## Supplied data
----------

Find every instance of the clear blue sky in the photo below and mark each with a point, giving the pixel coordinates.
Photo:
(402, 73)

----------

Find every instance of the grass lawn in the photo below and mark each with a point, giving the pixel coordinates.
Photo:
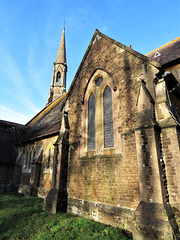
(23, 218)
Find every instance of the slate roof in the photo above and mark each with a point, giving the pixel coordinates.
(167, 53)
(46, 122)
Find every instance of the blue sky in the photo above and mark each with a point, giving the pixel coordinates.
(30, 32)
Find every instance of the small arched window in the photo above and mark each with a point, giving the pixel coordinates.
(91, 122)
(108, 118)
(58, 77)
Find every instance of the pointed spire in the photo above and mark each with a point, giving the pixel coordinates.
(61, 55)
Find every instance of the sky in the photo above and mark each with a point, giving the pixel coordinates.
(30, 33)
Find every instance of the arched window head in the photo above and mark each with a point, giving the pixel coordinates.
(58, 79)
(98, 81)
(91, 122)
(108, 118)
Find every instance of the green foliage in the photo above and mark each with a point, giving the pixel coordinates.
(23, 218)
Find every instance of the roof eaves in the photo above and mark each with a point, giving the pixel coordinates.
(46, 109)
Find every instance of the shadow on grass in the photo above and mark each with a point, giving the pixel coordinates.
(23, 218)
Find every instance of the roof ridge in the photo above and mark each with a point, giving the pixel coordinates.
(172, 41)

----------

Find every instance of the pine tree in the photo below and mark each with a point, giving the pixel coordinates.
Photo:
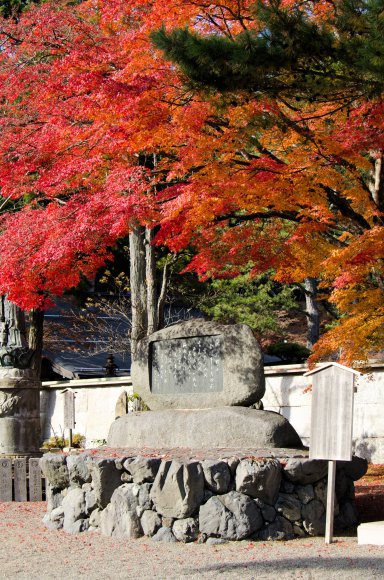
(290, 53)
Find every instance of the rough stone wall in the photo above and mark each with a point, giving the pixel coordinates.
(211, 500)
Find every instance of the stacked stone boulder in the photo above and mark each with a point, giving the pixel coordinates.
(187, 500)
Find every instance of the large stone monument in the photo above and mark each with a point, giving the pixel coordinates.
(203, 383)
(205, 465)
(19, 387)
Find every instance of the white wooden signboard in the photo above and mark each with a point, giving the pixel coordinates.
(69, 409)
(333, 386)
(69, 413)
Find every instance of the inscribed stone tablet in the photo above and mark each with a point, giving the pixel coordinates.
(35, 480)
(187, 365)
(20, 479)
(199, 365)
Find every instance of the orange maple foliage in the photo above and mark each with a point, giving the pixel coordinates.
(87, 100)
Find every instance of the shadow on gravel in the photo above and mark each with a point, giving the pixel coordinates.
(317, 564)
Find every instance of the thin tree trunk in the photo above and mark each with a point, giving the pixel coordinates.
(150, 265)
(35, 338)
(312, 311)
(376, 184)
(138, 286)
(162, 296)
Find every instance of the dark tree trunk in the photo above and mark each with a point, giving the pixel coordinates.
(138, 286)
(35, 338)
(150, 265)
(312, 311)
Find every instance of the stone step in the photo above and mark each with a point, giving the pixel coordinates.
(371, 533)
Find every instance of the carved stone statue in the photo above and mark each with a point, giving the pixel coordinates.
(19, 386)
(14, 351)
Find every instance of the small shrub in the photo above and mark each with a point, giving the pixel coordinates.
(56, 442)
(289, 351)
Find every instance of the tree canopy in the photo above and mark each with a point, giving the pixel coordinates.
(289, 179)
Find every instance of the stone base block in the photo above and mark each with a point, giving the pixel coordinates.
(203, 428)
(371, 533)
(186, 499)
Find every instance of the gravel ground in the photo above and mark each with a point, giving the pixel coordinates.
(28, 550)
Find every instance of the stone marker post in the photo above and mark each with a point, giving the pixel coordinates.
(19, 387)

----------

Copy out, from the listing above, every line that contains the word "below".

Find every instance of the clear blue sky in the photo below and mark each with a point, giving the pixel coordinates.
Find every instance of the grass lawn in the photo below and mark each with a point, giving the pixel coordinates.
Find every instance of the pine tree in the photo below and mark each with a point, giving the pixel coordinates.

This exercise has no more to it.